2.1. Sketch-Based Image Retrieval

SBIR approaches primarily focus on addressing the challenges associated with the domain gap between sketches and images. They aim to develop techniques that can effectively capture and represent the visual features of sketches and images, devise matching algorithms to measure their similarity, and design retrieval strategies to accurately retrieve relevant images based on user-provided sketches.

Ming Zh et al. [27] proposed a gradually focused bilinear attention model to improve fine-grained image retrieval based on sketches by accurately highlighting representative local positions and using weighted bilinear coding for more discriminative feature representations. Deep network architectures for sketch-based image retrieval (SBIR) employing convolutional neural networks (CNNs) with multi-stage regression are proposed and evaluated in the research by Bui et al. [28]. The authors investigate their networks’ capacity to generalize across multiple object categories using minimal training data, as well as methodologies for weight sharing, preprocessing, data augmentation, and dimensionality reduction. They describe a hybrid multi-stage training network for improving performance by combining contrastive and triplet networks. The work by Zhou et al. [29] proposed a deep learning approach that dealt with sketch data scarcity by incorporating a method for sketch augmentation that generates additional sketches from existing data by removing, adjusting, and rotating strokes. The proposed approach utilizes a multi-domain learning technique that employs a couple of Siamese CNNs that pair 2D shape images and sketches in conjunction with a joint Bayesian metric to maximize inter-class similarity and minimize intra-class similarity. The study by Niteesh et al. [30] proposed image preprocessing and deep learning-based methods to fix sketch-based image retrieval (SBIR) systems that do not have enough semantic knowledge. The Canny edge detection method makes a binary image of the edges of the natural image. CNN models that are built on ImageNet pull out deep features. Rocchio’s method is used to provide relevant feedback for gap identification.

→ Supplied information
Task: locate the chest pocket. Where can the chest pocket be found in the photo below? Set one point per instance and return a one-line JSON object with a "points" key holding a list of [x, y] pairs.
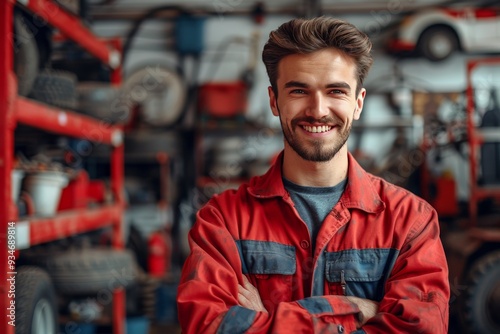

→ Problems
1) Print the part of the passage on sketch-based image retrieval that opens with the words containing "2.1. Sketch-Based Image" and closes with "on user-provided sketches.".
2) According to the passage on sketch-based image retrieval, why did the deep learning approach by Zhou et al. incorporate a sketch augmentation method, and how does that method produce new sketches? Respond in one to three sentences.

→ Outputs by task
1)
2.1. Sketch-Based Image Retrieval

SBIR approaches primarily focus on addressing the challenges associated with the domain gap between sketches and images. They aim to develop techniques that can effectively capture and represent the visual features of sketches and images, devise matching algorithms to measure their similarity, and design retrieval strategies to accurately retrieve relevant images based on user-provided sketches.

2) The approach incorporated sketch augmentation to deal with the scarcity of sketch data. The method generates additional sketches from existing data by removing, adjusting, and rotating strokes.